**Problem details:** Lay out every line of the items below as a numbered list, leaving out the blank lines. Don't include any images in your answer.

##### Input rows #####

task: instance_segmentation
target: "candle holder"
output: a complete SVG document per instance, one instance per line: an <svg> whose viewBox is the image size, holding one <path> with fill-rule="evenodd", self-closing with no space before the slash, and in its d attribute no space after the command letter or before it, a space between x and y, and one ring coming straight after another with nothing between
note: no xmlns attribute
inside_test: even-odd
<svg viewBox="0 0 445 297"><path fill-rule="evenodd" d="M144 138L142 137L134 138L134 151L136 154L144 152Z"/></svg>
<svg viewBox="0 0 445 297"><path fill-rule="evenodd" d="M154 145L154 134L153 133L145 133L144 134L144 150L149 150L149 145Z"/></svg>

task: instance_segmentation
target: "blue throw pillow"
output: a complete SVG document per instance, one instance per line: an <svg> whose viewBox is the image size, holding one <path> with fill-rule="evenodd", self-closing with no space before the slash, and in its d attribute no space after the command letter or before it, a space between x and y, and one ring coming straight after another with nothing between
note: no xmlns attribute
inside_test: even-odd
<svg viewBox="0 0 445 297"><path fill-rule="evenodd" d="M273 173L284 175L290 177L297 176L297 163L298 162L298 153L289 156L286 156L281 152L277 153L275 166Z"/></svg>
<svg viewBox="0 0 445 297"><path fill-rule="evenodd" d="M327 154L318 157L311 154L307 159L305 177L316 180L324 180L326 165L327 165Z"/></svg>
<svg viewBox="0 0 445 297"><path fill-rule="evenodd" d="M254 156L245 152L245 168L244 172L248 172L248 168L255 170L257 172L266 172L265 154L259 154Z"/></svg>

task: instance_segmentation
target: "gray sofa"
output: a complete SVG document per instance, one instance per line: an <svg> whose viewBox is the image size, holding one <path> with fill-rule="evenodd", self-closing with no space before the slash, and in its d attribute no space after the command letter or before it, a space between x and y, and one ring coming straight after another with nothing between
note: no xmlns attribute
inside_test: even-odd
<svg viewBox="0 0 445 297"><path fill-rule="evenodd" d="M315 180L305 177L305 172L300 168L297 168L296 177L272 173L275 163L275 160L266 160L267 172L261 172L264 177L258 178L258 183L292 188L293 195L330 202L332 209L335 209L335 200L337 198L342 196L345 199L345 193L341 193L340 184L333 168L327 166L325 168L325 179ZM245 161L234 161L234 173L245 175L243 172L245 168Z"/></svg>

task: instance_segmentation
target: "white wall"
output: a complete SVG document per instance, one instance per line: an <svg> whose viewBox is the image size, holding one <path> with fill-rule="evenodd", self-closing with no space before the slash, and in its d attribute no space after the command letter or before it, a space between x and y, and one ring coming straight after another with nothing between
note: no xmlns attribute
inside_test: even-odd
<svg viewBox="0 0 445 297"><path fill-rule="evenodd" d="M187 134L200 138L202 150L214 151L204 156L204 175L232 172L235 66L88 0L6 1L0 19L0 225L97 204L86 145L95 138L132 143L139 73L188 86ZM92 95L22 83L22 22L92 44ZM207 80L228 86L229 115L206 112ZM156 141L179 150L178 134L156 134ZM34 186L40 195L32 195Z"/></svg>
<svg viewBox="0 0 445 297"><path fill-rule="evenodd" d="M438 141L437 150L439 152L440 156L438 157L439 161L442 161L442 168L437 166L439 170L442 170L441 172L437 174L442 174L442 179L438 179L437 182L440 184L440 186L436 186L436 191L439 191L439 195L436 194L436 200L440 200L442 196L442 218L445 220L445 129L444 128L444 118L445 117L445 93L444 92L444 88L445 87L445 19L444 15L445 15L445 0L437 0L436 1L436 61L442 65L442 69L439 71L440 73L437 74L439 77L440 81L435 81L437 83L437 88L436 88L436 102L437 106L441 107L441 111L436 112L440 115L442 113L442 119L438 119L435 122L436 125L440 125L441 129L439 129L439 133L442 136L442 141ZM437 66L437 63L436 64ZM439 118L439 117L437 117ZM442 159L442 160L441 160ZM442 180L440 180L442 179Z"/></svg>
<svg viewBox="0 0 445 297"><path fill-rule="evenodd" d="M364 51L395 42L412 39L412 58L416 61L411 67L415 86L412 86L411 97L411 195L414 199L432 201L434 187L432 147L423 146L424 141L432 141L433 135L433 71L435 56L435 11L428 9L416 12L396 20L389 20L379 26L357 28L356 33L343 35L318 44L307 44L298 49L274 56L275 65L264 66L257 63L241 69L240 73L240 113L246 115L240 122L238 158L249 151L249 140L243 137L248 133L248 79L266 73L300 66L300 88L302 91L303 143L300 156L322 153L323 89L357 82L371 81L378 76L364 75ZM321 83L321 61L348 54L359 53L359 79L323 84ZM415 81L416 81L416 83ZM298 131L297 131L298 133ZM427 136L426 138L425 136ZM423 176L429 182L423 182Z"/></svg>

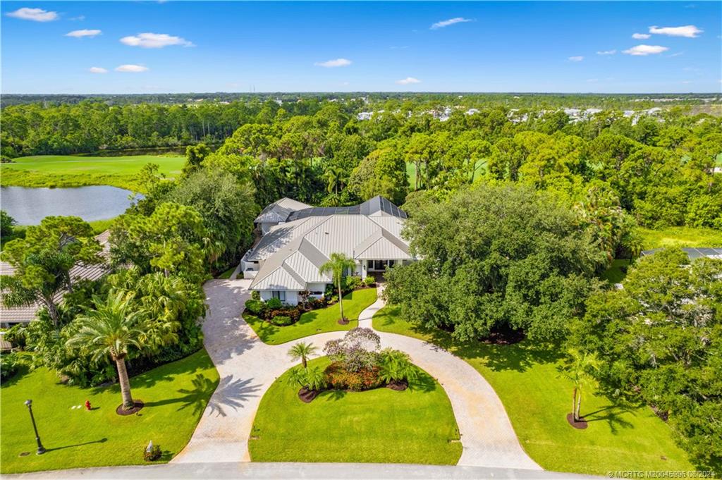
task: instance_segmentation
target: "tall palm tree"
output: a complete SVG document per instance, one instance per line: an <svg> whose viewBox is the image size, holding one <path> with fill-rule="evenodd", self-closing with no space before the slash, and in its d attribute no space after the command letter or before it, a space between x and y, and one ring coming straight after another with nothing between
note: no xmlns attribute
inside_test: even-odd
<svg viewBox="0 0 722 480"><path fill-rule="evenodd" d="M139 327L142 312L134 310L132 297L122 293L108 294L103 300L94 299L95 309L78 317L78 332L68 340L69 346L79 346L92 352L92 361L99 362L110 355L118 369L123 408L133 408L131 384L126 370L126 357L130 346L140 348L144 333Z"/></svg>
<svg viewBox="0 0 722 480"><path fill-rule="evenodd" d="M308 357L315 354L317 349L312 344L300 341L291 347L291 349L288 351L288 354L294 362L300 359L303 370L308 370Z"/></svg>
<svg viewBox="0 0 722 480"><path fill-rule="evenodd" d="M582 405L582 388L594 385L592 372L599 370L599 360L596 354L582 353L575 349L570 349L569 358L563 367L563 375L574 385L572 394L572 416L575 422L579 422L579 410Z"/></svg>
<svg viewBox="0 0 722 480"><path fill-rule="evenodd" d="M356 262L353 258L350 258L343 253L331 253L331 258L323 263L318 269L321 274L330 273L331 278L336 286L339 289L339 307L341 308L341 320L346 318L344 317L344 299L343 292L341 289L341 282L344 278L344 273L347 269L352 269L356 266Z"/></svg>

#####

**Solution:**
1. task: instance_segmentation
2. target: "candle holder"
3. output: a complete SVG document per instance, one instance per line: an <svg> whose viewBox is the image size, holding one <path> with fill-rule="evenodd", self-closing with no space before the slash, and in its d attribute no space after the command letter or before it, a space between x and y, and one ring coming straight after another with nothing between
4. note: no xmlns attribute
5. inside_test: even-odd
6. <svg viewBox="0 0 445 297"><path fill-rule="evenodd" d="M144 138L142 137L134 138L134 151L136 154L144 152Z"/></svg>
7. <svg viewBox="0 0 445 297"><path fill-rule="evenodd" d="M154 145L154 134L153 133L145 133L144 134L144 150L149 150L149 145Z"/></svg>
8. task: instance_segmentation
9. target: "blue throw pillow"
10. output: a complete SVG document per instance, one instance per line: an <svg> whose viewBox is the image size, holding one <path> with fill-rule="evenodd", self-closing with no space before the slash, and in its d attribute no space after the command letter or before it, a space between x and y, and one ring coming straight after another with nothing between
11. note: no xmlns attribute
12. inside_test: even-odd
13. <svg viewBox="0 0 445 297"><path fill-rule="evenodd" d="M273 173L284 175L290 177L297 176L297 163L298 162L298 153L289 156L286 156L281 152L277 153L275 166Z"/></svg>
14. <svg viewBox="0 0 445 297"><path fill-rule="evenodd" d="M327 154L318 157L311 154L307 159L305 177L316 180L324 180L326 165L327 165Z"/></svg>
15. <svg viewBox="0 0 445 297"><path fill-rule="evenodd" d="M254 156L245 152L245 168L244 172L248 172L248 168L255 170L257 172L266 172L265 154L259 154Z"/></svg>
16. task: instance_segmentation
17. target: "gray sofa"
18. output: a complete SVG document per instance, one instance per line: an <svg> whose viewBox is the image size, holding one <path> with fill-rule="evenodd", self-closing with no space before the slash, and in its d attribute no space after the command letter or before it, a space between x and y, and one ring coming straight after another with nothing between
19. note: no xmlns attribute
20. inside_test: even-odd
21. <svg viewBox="0 0 445 297"><path fill-rule="evenodd" d="M315 180L305 177L305 172L300 168L297 168L296 177L272 173L275 163L275 160L266 160L267 172L261 172L264 177L258 178L258 183L292 188L293 195L330 202L332 209L335 209L335 200L337 198L342 196L345 199L345 193L341 193L340 184L333 168L327 166L325 168L325 179ZM245 161L234 161L234 173L245 175L243 172L245 168Z"/></svg>
22. task: instance_segmentation
23. target: "white wall"
24. output: a complete SVG document per instance, one instance per line: an <svg> whose viewBox is the image size, holding one <path> with fill-rule="evenodd", self-closing with no space before the slash, and in its d attribute no space after the command letter or before it, a space between x and y, and one ring coming straight after another with nothing between
25. note: no xmlns attribute
26. inside_test: even-odd
27. <svg viewBox="0 0 445 297"><path fill-rule="evenodd" d="M187 134L200 138L202 150L214 151L204 156L204 175L232 172L235 66L88 0L6 1L0 19L0 225L97 204L86 145L95 138L132 143L139 73L188 86ZM92 95L22 83L22 22L92 44ZM207 80L228 86L229 115L206 112ZM156 141L179 150L178 134L156 134ZM34 186L40 195L32 195Z"/></svg>
28. <svg viewBox="0 0 445 297"><path fill-rule="evenodd" d="M438 141L437 150L439 152L440 156L438 157L439 161L442 161L442 168L437 166L439 170L442 170L441 172L437 174L442 174L442 179L438 179L437 182L440 184L440 186L436 186L436 191L439 191L439 195L436 194L436 200L440 200L442 196L442 218L445 220L445 129L444 128L444 118L445 117L445 93L444 92L444 88L445 87L445 19L444 15L445 15L445 0L437 0L436 1L436 61L442 65L442 69L439 71L440 73L437 74L439 77L440 81L435 81L437 83L437 88L436 88L436 102L437 106L441 107L441 111L436 112L440 115L442 113L442 119L438 119L435 122L436 125L440 125L441 129L439 129L439 133L442 136L442 141ZM437 66L437 63L436 64ZM439 118L439 117L437 117ZM442 159L442 160L441 160ZM442 180L440 180L442 179Z"/></svg>
29. <svg viewBox="0 0 445 297"><path fill-rule="evenodd" d="M364 51L395 42L412 39L412 58L416 61L411 67L415 86L412 86L411 97L411 195L414 199L432 201L434 187L432 147L423 146L424 141L432 141L433 135L433 71L435 56L435 11L428 9L416 12L396 20L389 20L379 26L357 28L356 33L343 35L318 44L307 44L298 49L274 56L275 65L264 66L257 63L241 69L240 73L240 113L246 115L240 122L238 158L249 151L249 140L243 137L248 133L248 79L266 73L300 66L300 88L302 91L303 143L300 156L322 153L323 89L357 82L371 81L378 76L364 75ZM321 83L321 61L348 54L359 53L359 79L323 84ZM415 81L416 81L416 83ZM298 131L297 131L298 133ZM427 136L426 138L425 136ZM423 176L429 182L423 182Z"/></svg>
30. task: instance_segmentation
31. target: "tall palm tree"
32. output: a complete SVG document per instance, one instance per line: an <svg> whose viewBox is the image size, holding one <path> with fill-rule="evenodd", self-closing with no space before the slash, and in its d attribute no space after the command letter or before it, a space between x and y, and one ring coming straight after another with nothing between
33. note: no xmlns attribute
34. inside_test: even-odd
35. <svg viewBox="0 0 722 480"><path fill-rule="evenodd" d="M139 327L142 312L134 310L132 297L122 293L108 294L103 300L94 299L95 309L78 317L78 332L68 340L69 346L79 346L92 352L92 361L99 362L110 355L118 369L123 408L133 408L131 384L126 370L126 357L130 346L140 348L144 333Z"/></svg>
36. <svg viewBox="0 0 722 480"><path fill-rule="evenodd" d="M308 357L315 354L317 349L312 344L300 341L291 347L291 349L288 351L288 354L294 362L300 359L303 370L308 370Z"/></svg>
37. <svg viewBox="0 0 722 480"><path fill-rule="evenodd" d="M582 405L582 388L594 385L592 372L599 370L599 360L596 354L582 353L575 349L570 349L569 358L563 367L563 375L574 385L572 394L572 416L575 422L579 422L579 410Z"/></svg>
38. <svg viewBox="0 0 722 480"><path fill-rule="evenodd" d="M356 262L353 258L350 258L343 253L331 253L331 258L323 263L318 269L321 274L330 273L331 278L336 286L339 289L339 307L341 308L341 320L346 318L344 317L344 299L343 292L341 289L341 282L344 278L344 273L347 269L352 269L356 266Z"/></svg>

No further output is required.